» **WORK TO BE COMPLETED**
Show each line below that contains the word "dirt", copying every such line in full and treating uppercase and lowercase letters as distinct.

» **ROWS**

──────────

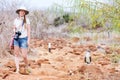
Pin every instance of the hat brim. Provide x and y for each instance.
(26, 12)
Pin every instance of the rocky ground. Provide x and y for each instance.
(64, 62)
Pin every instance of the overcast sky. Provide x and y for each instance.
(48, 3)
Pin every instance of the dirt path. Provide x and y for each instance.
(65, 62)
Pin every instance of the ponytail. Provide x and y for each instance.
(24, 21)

──────────

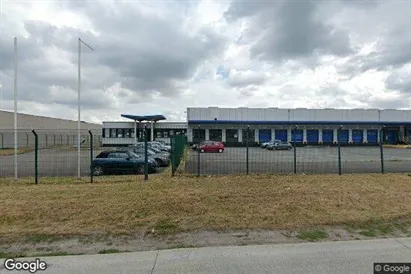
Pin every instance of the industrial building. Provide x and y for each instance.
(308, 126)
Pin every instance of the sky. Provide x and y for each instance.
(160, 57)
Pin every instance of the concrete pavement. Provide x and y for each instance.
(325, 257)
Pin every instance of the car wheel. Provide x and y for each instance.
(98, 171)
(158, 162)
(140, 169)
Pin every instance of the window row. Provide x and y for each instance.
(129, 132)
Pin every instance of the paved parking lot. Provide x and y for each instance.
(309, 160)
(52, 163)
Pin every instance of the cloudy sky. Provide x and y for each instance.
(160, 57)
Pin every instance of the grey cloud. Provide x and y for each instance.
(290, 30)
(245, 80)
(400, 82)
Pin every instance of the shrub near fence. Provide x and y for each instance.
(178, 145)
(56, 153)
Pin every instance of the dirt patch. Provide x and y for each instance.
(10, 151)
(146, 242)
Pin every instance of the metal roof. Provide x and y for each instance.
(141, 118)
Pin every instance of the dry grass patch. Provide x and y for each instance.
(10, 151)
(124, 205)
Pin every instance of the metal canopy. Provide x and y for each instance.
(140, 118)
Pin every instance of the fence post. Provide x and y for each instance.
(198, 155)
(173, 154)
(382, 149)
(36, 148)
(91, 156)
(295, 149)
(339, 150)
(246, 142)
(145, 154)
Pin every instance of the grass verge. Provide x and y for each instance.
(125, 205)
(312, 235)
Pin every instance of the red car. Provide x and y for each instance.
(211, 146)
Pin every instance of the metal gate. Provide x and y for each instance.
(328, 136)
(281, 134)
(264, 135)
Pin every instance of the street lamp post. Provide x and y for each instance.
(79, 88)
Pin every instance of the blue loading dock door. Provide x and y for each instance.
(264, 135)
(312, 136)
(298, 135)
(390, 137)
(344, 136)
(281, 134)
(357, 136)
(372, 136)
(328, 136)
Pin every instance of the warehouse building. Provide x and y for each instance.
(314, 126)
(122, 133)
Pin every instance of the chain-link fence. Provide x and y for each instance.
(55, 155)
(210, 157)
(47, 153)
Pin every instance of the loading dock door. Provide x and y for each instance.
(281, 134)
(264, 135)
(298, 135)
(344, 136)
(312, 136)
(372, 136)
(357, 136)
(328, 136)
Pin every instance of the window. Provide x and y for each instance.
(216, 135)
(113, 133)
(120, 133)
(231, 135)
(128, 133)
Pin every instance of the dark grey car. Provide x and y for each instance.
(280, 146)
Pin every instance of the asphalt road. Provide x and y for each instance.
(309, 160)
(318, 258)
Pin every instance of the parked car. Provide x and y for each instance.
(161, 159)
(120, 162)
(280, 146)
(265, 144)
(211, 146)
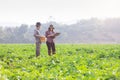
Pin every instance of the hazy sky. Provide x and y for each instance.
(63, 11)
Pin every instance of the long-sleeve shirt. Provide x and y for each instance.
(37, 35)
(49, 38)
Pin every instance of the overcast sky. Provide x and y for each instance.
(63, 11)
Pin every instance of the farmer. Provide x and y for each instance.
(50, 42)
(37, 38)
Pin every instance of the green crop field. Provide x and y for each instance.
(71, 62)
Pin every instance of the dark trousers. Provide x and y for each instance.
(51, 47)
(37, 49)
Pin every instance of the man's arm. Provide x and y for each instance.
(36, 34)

──────────

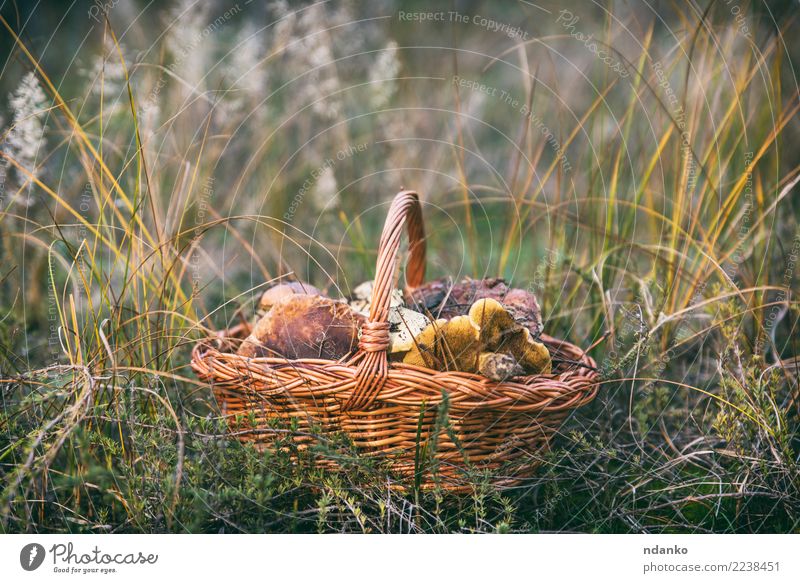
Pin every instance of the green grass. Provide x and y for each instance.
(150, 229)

──────────

» **OUTPUT OF THE EXERCISE**
Pin every instance of the dirt path. Provide x and y for each instance.
Pin every instance of the dirt patch. Provide x and y for each instance.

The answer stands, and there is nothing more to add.